Your goal:
Can you render every line of the items below as a Markdown table with the columns "No." and "Text", putting the row number in the first and the line in the second? Leave out blank lines and the pictures.
--- START ---
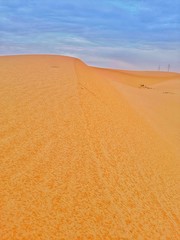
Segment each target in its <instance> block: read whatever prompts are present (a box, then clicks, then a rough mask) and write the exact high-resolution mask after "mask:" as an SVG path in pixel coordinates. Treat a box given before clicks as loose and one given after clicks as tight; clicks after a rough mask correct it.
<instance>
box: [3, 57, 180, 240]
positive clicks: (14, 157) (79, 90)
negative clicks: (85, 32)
mask: <svg viewBox="0 0 180 240" xmlns="http://www.w3.org/2000/svg"><path fill="white" fill-rule="evenodd" d="M179 159H180V74H178V73H166V72H138V71H120V70H110V69H100V68H95V67H89V66H87V65H86V64H84V63H83V62H82V61H80V60H78V59H75V58H70V57H62V56H53V55H32V56H31V55H29V56H28V55H27V56H7V57H0V240H7V239H8V240H14V239H15V240H16V239H20V240H21V239H27V240H38V239H42V240H46V239H47V240H49V239H52V240H54V239H57V240H59V239H68V240H69V239H103V240H105V239H120V240H121V239H123V240H125V239H130V240H131V239H132V240H134V239H153V240H156V239H170V240H175V239H180V232H179V229H180V208H179V205H180V199H179V196H180V190H179V185H178V184H179V176H180V167H179Z"/></svg>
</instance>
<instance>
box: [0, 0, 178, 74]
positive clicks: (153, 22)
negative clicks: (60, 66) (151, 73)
mask: <svg viewBox="0 0 180 240" xmlns="http://www.w3.org/2000/svg"><path fill="white" fill-rule="evenodd" d="M37 53H48V54H62V55H69V56H75V57H78V58H80V59H82V60H83V61H85V62H86V63H88V64H90V65H96V66H102V67H110V68H122V69H142V70H143V69H147V70H157V68H158V65H159V64H160V65H161V69H162V70H167V65H168V64H169V63H170V64H171V69H172V71H179V72H180V1H179V0H174V1H173V0H163V1H162V0H99V1H98V0H59V1H58V0H26V1H24V0H0V55H9V54H10V55H11V54H37Z"/></svg>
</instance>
--- END ---
Answer space:
| No. | Text |
|---|---|
| 1 | Segment each target in its <instance> block: read whatever prompts are present (a box, then clicks, then a rough mask) and write the exact high-resolution mask after "mask:" as an SVG path in pixel coordinates. Treat a box given before clicks as loose and one given after clicks as tight; clicks after a rough mask correct it. |
| 2 | <instance> |
| 3 | box: [3, 57, 180, 240] |
| 4 | positive clicks: (14, 157) (79, 90) |
| 5 | negative clicks: (85, 32) |
| 6 | mask: <svg viewBox="0 0 180 240" xmlns="http://www.w3.org/2000/svg"><path fill="white" fill-rule="evenodd" d="M179 159H180V74H178V73H166V72H138V71H120V70H110V69H100V68H95V67H89V66H87V65H86V64H84V63H83V62H82V61H80V60H78V59H75V58H70V57H62V56H53V55H32V56H31V55H29V56H28V55H27V56H7V57H0V240H7V239H8V240H14V239H15V240H16V239H20V240H21V239H27V240H38V239H42V240H46V239H47V240H49V239H52V240H54V239H57V240H59V239H68V240H69V239H103V240H105V239H120V240H121V239H123V240H125V239H130V240H131V239H132V240H134V239H153V240H156V239H170V240H175V239H180V232H179V229H180V208H179V205H180V199H179V196H180V190H179V185H178V184H179V176H180V167H179Z"/></svg> |
| 7 | </instance> |
| 8 | <instance> |
| 9 | box: [0, 0, 178, 74] |
| 10 | positive clicks: (153, 22) |
| 11 | negative clicks: (60, 66) (151, 73) |
| 12 | mask: <svg viewBox="0 0 180 240" xmlns="http://www.w3.org/2000/svg"><path fill="white" fill-rule="evenodd" d="M37 53H48V54H62V55H69V56H75V57H78V58H80V59H82V60H83V61H85V62H86V63H88V64H90V65H96V66H102V67H110V68H122V69H142V70H143V69H147V70H157V68H158V65H159V64H160V65H161V69H162V70H167V65H168V64H169V63H170V64H171V69H172V71H179V72H180V1H179V0H174V1H173V0H163V1H162V0H99V1H98V0H59V1H58V0H26V1H24V0H0V55H9V54H10V55H11V54H37Z"/></svg> |
| 13 | </instance> |